--- Written problem ---
Copy out each line of the material below with no changes.
** Begin Record excerpts **
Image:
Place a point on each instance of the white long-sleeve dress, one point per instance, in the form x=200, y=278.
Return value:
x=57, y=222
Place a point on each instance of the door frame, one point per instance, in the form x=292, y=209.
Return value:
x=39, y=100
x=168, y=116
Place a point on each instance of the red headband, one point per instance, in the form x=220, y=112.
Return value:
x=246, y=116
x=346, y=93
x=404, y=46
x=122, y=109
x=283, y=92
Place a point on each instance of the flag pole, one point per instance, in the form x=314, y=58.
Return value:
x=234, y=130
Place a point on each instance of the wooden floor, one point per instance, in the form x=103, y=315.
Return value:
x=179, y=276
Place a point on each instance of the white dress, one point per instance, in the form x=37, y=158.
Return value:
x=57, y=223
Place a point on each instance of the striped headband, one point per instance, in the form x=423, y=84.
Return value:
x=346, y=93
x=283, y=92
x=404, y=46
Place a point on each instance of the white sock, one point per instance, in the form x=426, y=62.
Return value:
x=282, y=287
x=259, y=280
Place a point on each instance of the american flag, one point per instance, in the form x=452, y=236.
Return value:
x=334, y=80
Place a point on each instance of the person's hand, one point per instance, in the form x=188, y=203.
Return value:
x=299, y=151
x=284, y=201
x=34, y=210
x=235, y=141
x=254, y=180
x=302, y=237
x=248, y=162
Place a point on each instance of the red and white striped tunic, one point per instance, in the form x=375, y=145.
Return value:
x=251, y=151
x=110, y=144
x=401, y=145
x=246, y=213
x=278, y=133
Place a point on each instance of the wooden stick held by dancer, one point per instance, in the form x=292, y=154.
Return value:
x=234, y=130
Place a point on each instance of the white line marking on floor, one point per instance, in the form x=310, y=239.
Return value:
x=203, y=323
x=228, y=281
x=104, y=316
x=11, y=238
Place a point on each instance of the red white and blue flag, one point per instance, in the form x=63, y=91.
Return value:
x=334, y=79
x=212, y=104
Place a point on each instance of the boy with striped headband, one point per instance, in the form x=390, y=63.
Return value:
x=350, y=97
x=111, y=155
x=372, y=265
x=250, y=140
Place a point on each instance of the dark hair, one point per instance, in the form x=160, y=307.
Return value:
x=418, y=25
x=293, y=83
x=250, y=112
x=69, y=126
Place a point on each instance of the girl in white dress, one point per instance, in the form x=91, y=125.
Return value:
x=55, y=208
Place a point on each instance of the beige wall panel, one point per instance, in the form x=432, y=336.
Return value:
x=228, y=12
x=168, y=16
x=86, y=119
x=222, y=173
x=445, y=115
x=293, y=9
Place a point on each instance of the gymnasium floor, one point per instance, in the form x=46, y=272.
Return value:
** End Record excerpts **
--- Written response ---
Image:
Place a point on each instance of the white long-sleeve dress, one point per instance, in the form x=200, y=278.
Return value:
x=57, y=222
Place a point on each instance of the door frame, one point per instance, in the form x=292, y=209.
Return value:
x=39, y=100
x=168, y=116
Place a point on each instance of the red headband, one point per instance, in the form x=220, y=112.
Return value:
x=246, y=116
x=346, y=93
x=404, y=46
x=122, y=109
x=283, y=92
Place a point on each instance of the flag pole, one point per instance, in the form x=314, y=58.
Return value:
x=234, y=130
Place a point on each instance of the wooden floor, one point per instance, in the form x=103, y=315.
Return value:
x=179, y=276
Place a point on each instance of the white dress, one point per instance, in the form x=37, y=158.
Return value:
x=57, y=223
Place a point on each instance of the striped headband, one point per instance, in the form x=423, y=84.
Return value:
x=346, y=93
x=283, y=92
x=404, y=46
Place a point on each instance of the white sock, one point per instance, in the form x=426, y=62.
Return value:
x=282, y=287
x=259, y=280
Place a point on each instance of the american flag, one point per instance, in the form x=452, y=236.
Return value:
x=334, y=80
Place a point on each instance of the person's hand, one point per instance, in the form x=188, y=203.
Return value:
x=299, y=151
x=284, y=201
x=34, y=210
x=235, y=141
x=254, y=180
x=302, y=237
x=248, y=162
Place a point on each instance of the red and white striped tunic, one point per instance, in the form x=375, y=145.
Return value:
x=251, y=151
x=110, y=144
x=401, y=145
x=246, y=213
x=278, y=133
Place a point on each instance of the wooden stick held by dancer, one point per instance, in the form x=292, y=154.
Return value:
x=234, y=130
Place a point on each instance of the white line marking on floor, one point per instance, in the form x=310, y=239.
Return value:
x=203, y=323
x=228, y=281
x=104, y=316
x=11, y=238
Place a point on each instance of the red white and blue flag, one point per instance, in the form x=63, y=91.
Return value:
x=334, y=79
x=212, y=104
Place a point on each instance of the boy with striped headband, one point per instance, in the form x=390, y=63.
Return value:
x=350, y=97
x=111, y=155
x=372, y=265
x=250, y=140
Place a point on each instance of the dark hair, one point per instance, in the form x=160, y=307.
Return value:
x=418, y=25
x=293, y=83
x=250, y=112
x=69, y=126
Place a point on each instance of the girl in white dress, one point per instance, in the form x=91, y=125.
Return value:
x=55, y=208
Place a point on each instance of the beige wall panel, one point per instance, in the form x=432, y=336.
Return value:
x=228, y=12
x=168, y=16
x=86, y=119
x=222, y=173
x=445, y=115
x=293, y=9
Place a point on each instance of the gymnasium floor, one point per instance, in the form x=46, y=272.
Return value:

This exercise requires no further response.